AUFGABEN
a – Prüfe anhand des Textes über den Erdgas-A4, ob die folgenden Aussagen zutreffen: (i) Der Erdgasmotor leistet 20 PS weniger als der Spendermotor. (ii) Der Fahrer kann per Schalter zwischen Erdgas und Benzin wählen. (iii) Die adaptiven LED-Scheinwerfer erkennen andere Autos auf langen Geraden frühzeitig. Beantworte jede Aussage mit Ja oder Nein und zitiere die entscheidenden Worte des Textes wörtlich.
b – Führe den Text über den Erdgas-A4 nach seinem letzten Satz weiter.

Ebenfalls empfehlenswert: Adaptive LED-Scheinwerfer leuchten die Straße sehr hell mit Fernlicht aus und blenden entgegenkommende Autos nicht. Das System arbeitet schnell und zuverlässig, dürfte aber gern etwas weiter nach vorn blicken. Auf langen Geraden erkennt es andere Autos erst dann, wenn sie bereits geblendet wurden.
Antrieb, Motor, Getriebe
Der Erdgasmotor in unserem Dauertester ist ein umgebauter Benziner. Der 2.0 TFSI bekam eine höhere Verdichtung und einige Verstärkungen im Zylinderkopf. Die Leistung gegenüber dem Spender sinkt um 20 auf 170 PS.
Das ist genug für den A4, auch mit rund 100 Kilogramm zusätzlicher Erdgas-Peripherie an Bord. Seine Fahrleistungen ähneln denen eines 150-PS-Diesels. Er ist also kein Sprinter, aber dennoch flott unterwegs. Zu schwach war er uns nie, auch dann nicht, wenn es mal schnell gehen sollte: 223 km/h Spitze sind in den meisten Fällen mehr als genug.
Der Motor startet stets auf Erdgas. Einen Umschalter gibt es nicht, das Steuergerät entscheidet sich automatisch für den Kraftstoff. Sind die Erdgastanks leer, schaltet es ruckelfrei auf Benzin um. Nach dem Tanken muss sich der G-Tron ordnen, er gibt erst nach ein paar Kilometern wieder Erdgas. Dann ist er günstiger als alle anderen A4: Wir verbrauchten im Schnitt rund 5 Kilogramm pro 100 Kilometer.

AUSGANGSMATERIAL
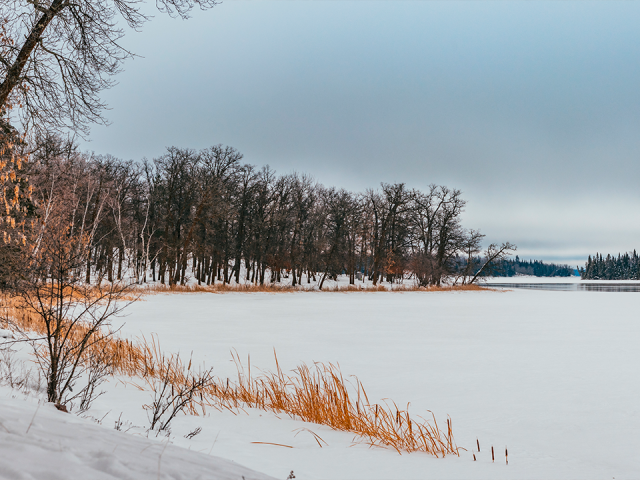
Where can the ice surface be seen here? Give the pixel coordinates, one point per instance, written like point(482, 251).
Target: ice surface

LÖSUNGEN
a –
(i) Ja: „Die Leistung gegenüber dem Spender sinkt um 20 auf 170 PS.“
(ii) Nein: „Einen Umschalter gibt es nicht, das Steuergerät entscheidet sich automatisch für den Kraftstoff.“
(iii) Nein: „Auf langen Geraden erkennt es andere Autos erst dann, wenn sie bereits geblendet wurden.“

b –
Die Tanks im Dauertester fassen 25 Liter Benzin und 19 Kilogramm Erdgas. Es kommt allerdings auf die Fahrweise an, wie leer der G-Tron die Gasflaschen fährt. Gegen Ende empfiehlt es sich, den Audi gleiten zu lassen. Fordert der Fahrer zu viel Leistung, schaltet die Software lieber früher auf Benzin um, damit in jedem Fall genug Kraftstoff bereit steht.
Unsere höchste Gas-Rechnung umfasste 19,97 Kilogramm. Insgesamt übertrafen wir die Werksangabe drei Mal. Mittlerweile gibt Audi ein kleineres Volumen von 17,3 Kilogramm an. An den Flaschen hat sich aber nichts geändert, das Fassungsvermögen unterscheidet sich nur auf dem Papier. Anders beim Benzintank: Der schrumpfte auf 7 Liter. So gilt das Auto als monovalent, also ausschließlich von Gas angetrieben. Audi umgeht damit den Einbau eines Rußpartikelfilters – auf Gas erfüllt der G-Tron die neuen Abgasnormen ohne weitere Hilfe.
Audi bietet den A4 G-Tron ausschließlich mit Frontantrieb und Doppelkupplungsgetriebe an. Letzteres hätten wir in manchen Situationen gern gegen eine manuelle Variante getauscht. Besonders bei unerwarteten Lastwechseln und im Kriechtempo konnte sich die Schaltbox nicht für einen Gang entscheiden. Das störte den sonst ausgezeichneten Eindruck des Antriebsstranges.
Fahrverhalten, Fahrwerk, Lenkung
Eine weitere Einschränkung: Im G-Tron gibt es nur das Standardfahrwerk. Etwas weniger Platz im Radhaus würde dem Avant gut stehen, technisch gibt es aber nichts auszusetzen. Auch ohne adaptive Dämpfer geht der A4 gut mit allen Straßenbelägen um. Kopfsteinpflaster federt er locker weg, auf der Autobahn rollt er angenehm leise ab.
Seine Auslegung als Fronttriebler sorgt dafür, dass man das Motormoment durchaus in der Lenkung spürt. Audi legt sie markentypisch direkt und leichtgängig aus, per Fahrmodusschalter kommt mehr Gegengewicht ins Volant. Angenehm, wenn es flotter ums Eck geht.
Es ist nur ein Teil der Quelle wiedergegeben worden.